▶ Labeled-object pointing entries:
------

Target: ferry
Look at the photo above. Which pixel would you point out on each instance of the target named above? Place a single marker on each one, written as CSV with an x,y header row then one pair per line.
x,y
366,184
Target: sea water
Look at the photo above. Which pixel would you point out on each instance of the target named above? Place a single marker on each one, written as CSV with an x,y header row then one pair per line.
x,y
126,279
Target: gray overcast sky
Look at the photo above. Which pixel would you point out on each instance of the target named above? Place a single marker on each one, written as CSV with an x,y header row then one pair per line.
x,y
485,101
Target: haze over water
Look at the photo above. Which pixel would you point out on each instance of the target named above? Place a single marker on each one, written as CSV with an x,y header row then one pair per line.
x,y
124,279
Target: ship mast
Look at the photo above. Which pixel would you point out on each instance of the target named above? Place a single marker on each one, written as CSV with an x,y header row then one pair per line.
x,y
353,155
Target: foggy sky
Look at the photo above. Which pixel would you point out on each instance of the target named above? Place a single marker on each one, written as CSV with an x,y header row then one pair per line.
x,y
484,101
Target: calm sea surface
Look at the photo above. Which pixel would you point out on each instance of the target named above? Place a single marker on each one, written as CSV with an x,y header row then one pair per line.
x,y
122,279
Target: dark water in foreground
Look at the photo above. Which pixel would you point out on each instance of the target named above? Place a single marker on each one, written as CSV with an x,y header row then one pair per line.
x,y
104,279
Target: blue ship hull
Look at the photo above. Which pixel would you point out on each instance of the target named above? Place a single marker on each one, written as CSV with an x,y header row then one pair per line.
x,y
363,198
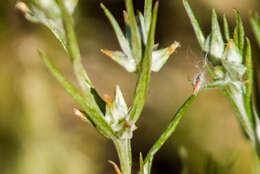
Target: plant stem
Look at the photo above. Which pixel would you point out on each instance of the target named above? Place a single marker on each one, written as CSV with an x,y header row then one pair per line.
x,y
123,147
168,132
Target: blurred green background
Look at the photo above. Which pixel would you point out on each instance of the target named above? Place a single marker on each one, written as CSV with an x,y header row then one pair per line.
x,y
39,133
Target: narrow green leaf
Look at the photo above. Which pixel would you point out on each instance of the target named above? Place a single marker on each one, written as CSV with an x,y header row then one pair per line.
x,y
148,8
141,163
169,130
217,43
249,76
226,28
124,44
90,109
255,23
241,33
145,74
199,34
74,52
160,57
235,36
121,59
144,32
136,42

------

▶ Written exercise: Convert the lines above into a Markdown table with the columns No. and Line, one row per line, skipping blank lines. Leave the pictures out of the answer.

▶ The result:
| No. | Line |
|---|---|
| 1 | Target: ferry |
| 2 | Look at the photo above. Which pixel would you point out on each instance of the target named above? Place a single marker on each one, written as CSV with an x,y header row then one pair per line. |
| 3 | x,y |
| 4 | 366,184 |
| 5 | Target: sea water |
| 6 | Look at the photo above. Which pixel would you point out on each instance of the target named above? Place a single marker on each one, written as CSV with an x,y header row then one pair per line. |
| 7 | x,y |
| 8 | 126,279 |
| 9 | Target: gray overcast sky |
| 10 | Look at the photo above. Which pixel would you point out on each instance of the target named above? Place a single marker on each one, written as CSV with an x,y header row then one pair per line. |
| 11 | x,y |
| 12 | 485,101 |
| 13 | Target: haze over water |
| 14 | Look at the photo above. Which pixel would you point out on each instance of the target named above? Place a single marker on each one, written as CSV with an x,y header row then one pair per line. |
| 15 | x,y |
| 16 | 124,279 |
| 17 | Target: ship mast |
| 18 | Look at the photo above. Which pixel would you point out on each instance of the target named above? Place a single marker on each one, written as CSV with an x,y header row then one pair per line. |
| 19 | x,y |
| 20 | 353,155 |
| 21 | Target: foggy sky |
| 22 | Look at the photo above. Which pixel would you point out on each instance of the target named above? Place a single marker on each one, written as CSV with an x,y header row then one pair per line. |
| 23 | x,y |
| 24 | 484,101 |
| 25 | Target: calm sea surface |
| 26 | Look at the photo above. Which pixel would you point out on each instance of the target named above? Place a single marker on each one, written as CSV with an x,y header row then one pair per line. |
| 27 | x,y |
| 28 | 122,279 |
| 29 | Target: dark water in foreground |
| 30 | Look at the photo above. Which pixel would you point out on each instance of the target named above? Place a single marker on each one, written as CSV with an x,y header row then one pair per line. |
| 31 | x,y |
| 32 | 104,279 |
| 33 | Target: blue ship hull |
| 34 | Look at the photo above. Which pixel would you point out on each instance of the target named above? Place a single marker on each one, written as CSV with an x,y header row then one pair per line. |
| 35 | x,y |
| 36 | 363,198 |
| 37 | Target: plant stem |
| 38 | Look at the photo above. Which pixel would you point out on each instance of the target named above? Place a single marker on each one, written as CSV with an x,y header row then one pair per line. |
| 39 | x,y |
| 40 | 123,147 |
| 41 | 168,132 |
| 42 | Target: blurred green background |
| 43 | Look at the photo above. Which pixel would you point out on each instance of the target named above? Place a single marker on each one, written as CSV with an x,y header row then one pair per line. |
| 44 | x,y |
| 45 | 39,133 |
| 46 | Target: narrow green leaf |
| 47 | Look at the photo above. Which pixel would you point out on each instance of the target named above? Place a single marker on each one, written as CSV with an x,y header row then one pair per line. |
| 48 | x,y |
| 49 | 148,8 |
| 50 | 141,163 |
| 51 | 169,130 |
| 52 | 217,43 |
| 53 | 249,76 |
| 54 | 226,28 |
| 55 | 124,44 |
| 56 | 90,109 |
| 57 | 255,23 |
| 58 | 241,33 |
| 59 | 145,74 |
| 60 | 199,34 |
| 61 | 74,52 |
| 62 | 160,57 |
| 63 | 235,36 |
| 64 | 121,59 |
| 65 | 144,32 |
| 66 | 136,42 |